TEXT SEGMENT:

There's certainly a lot to digest from yesterday's Q2 Alberta Opioid Response Surveillance Report. https://www.alberta.ca/opioid-reports.aspx
The numbers, to put it plainly, are devastating.
Long and educational thread to follow on one aspect of the report that I struggle to understand.
On page 4, there is a section titled "AHS Opioid Dependency Program - An example of impacts during pandemic peak". It shares the following data:
It appears to be looking at the percentage of urine drug tests performed at the ODP programs that are positive for either methadone or buprenorphine. For those less familiar with OAT treatment, these are the 2 most commonly used oral medications to treat an opioid use disorder.
Urine drug screens are done at variable intervals throughout a person's treatment to monitor for ongoing drug use, especially for drugs that would be dangerous to combine with treatment medications such as alcohol or other sedatives.
They can also be helpful for patients to understand what they are using. I still have a number of patients who tell me they are using "heroin". To have a urine result showing the presence of fentanyl and carfentanil can be an important piece of knowledge and harm reduction.
(Truthfully though, urine drug screens are mostly just part of the outdated and paternalistic system of care we have set up around prescribing OAT medications but I digress....)
So back to the report. What we see is a high number of urine drug tests done from the ODP programs in 2018 and 2019 that are positive for methadone or buprenorphine. Makes sense. Patients who are prescribed medications will test positive for those medications.
From March to April 2020, we see a steep decline in the percentage of tests positive for methadone or buprenorphine, and this is where the report loses me, as an indicator of loss of treatment adherence. This last bit is what doesn't make any kind of sense. Let me explain.
Let's start by looking at why a urine test for a patient in an OAT program might be negative for methadone or buprenorphine. There are 2 extremely likely answers:
1. The patient is prescribed SROM (this is a 24h morphine medication also used to treat opioid use disorder).

REQUIRED TASKS:
1 – Reproduce the thread on the opioid surveillance report from "Urine drug screens are done" up to and including "but I digress....)", substituting "risk reduction" for "harm reduction".
2 – Per the thread on the opioid surveillance report, why is it unsurprising that so many ODP urine drug tests in 2018 and 2019 were positive for methadone or buprenorphine?
3 – Extend the thread on the opioid surveillance report onward from its final sentence.

Referring expression pointing data:
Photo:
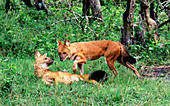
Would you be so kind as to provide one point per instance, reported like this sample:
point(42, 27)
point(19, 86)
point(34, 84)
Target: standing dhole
point(80, 52)
point(41, 68)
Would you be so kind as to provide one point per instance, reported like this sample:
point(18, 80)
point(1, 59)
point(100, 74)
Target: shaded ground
point(156, 72)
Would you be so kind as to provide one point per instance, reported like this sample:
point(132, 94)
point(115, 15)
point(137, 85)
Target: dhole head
point(43, 59)
point(63, 50)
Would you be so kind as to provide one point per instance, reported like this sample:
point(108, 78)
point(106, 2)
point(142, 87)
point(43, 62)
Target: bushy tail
point(99, 76)
point(124, 56)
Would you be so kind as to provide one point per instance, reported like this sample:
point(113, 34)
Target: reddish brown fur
point(41, 68)
point(80, 52)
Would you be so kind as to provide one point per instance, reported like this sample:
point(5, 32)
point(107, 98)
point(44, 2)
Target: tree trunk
point(128, 18)
point(86, 7)
point(95, 7)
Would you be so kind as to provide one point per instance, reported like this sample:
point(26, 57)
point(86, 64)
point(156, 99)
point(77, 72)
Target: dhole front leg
point(81, 69)
point(110, 63)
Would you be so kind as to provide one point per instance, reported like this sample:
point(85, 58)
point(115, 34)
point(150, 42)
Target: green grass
point(21, 36)
point(19, 86)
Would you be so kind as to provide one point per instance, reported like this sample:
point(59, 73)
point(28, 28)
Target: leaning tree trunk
point(147, 23)
point(94, 5)
point(128, 18)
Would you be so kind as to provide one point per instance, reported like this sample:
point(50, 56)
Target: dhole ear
point(37, 54)
point(67, 42)
point(45, 55)
point(59, 42)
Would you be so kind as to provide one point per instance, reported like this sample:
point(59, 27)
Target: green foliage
point(22, 34)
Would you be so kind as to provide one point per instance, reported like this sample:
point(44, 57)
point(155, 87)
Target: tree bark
point(94, 5)
point(128, 18)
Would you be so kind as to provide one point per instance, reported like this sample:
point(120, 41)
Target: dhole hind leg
point(133, 68)
point(94, 82)
point(75, 68)
point(81, 69)
point(110, 63)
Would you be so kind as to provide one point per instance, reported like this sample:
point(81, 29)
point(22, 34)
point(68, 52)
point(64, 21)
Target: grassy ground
point(21, 35)
point(20, 86)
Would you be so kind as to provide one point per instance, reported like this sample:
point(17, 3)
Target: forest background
point(30, 26)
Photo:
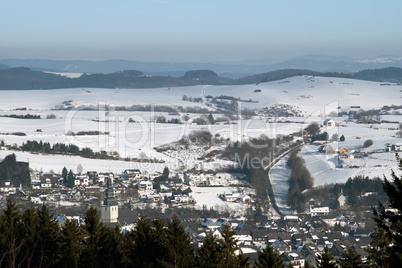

RESULTS OF THE EXERCISE:
1 –
Urine drug screens are done at variable intervals throughout a person's treatment to monitor for ongoing drug use, especially for drugs that would be dangerous to combine with treatment medications such as alcohol or other sedatives.
They can also be helpful for patients to understand what they are using. I still have a number of patients who tell me they are using "heroin". To have a urine result showing the presence of fentanyl and carfentanil can be an important piece of knowledge and risk reduction.
(Truthfully though, urine drug screens are mostly just part of the outdated and paternalistic system of care we have set up around prescribing OAT medications but I digress....)

2 – Patients who are prescribed methadone or buprenorphine will test positive for those medications. A high rate of positive results is therefore expected.

3 –
These patients are not prescribed methadone or buprenorphine, just morphine, so no positive tests ever.
2. Patients are often asked to do a urine sample prior to starting any treatment. You're not going to test positive for a medication that you haven't started yet.
What if a patient stops taking their medication, won't they also test negative? Well sure. But when a patient stops treatment, they stop ALL aspects of that treatment. In my 12+ yrs practice, I have never had a patient stop their medication but still present for drug testing.
And even if a patient is not taking their medication regularly, they are generally still consuming at least one dose every 1-2 weeks witnessed by a pharmacist. These patients will continue to test positive.
In the EXTREMELY RARE case where a pt provides a urine test that is expected to be +ve for methadone or buprenorphine but isn't, it might be:
1- They have stopped dosing, found a way to circumvent the witnessed dosing requirement, but still want the Rx (I've NEVER seen this!!).
2- The urine sample is not their own (I've only VERY rarely seen this and it is only because of the outdated and paternalistic system of care we've set up around prescribing OAT medications, I digress....)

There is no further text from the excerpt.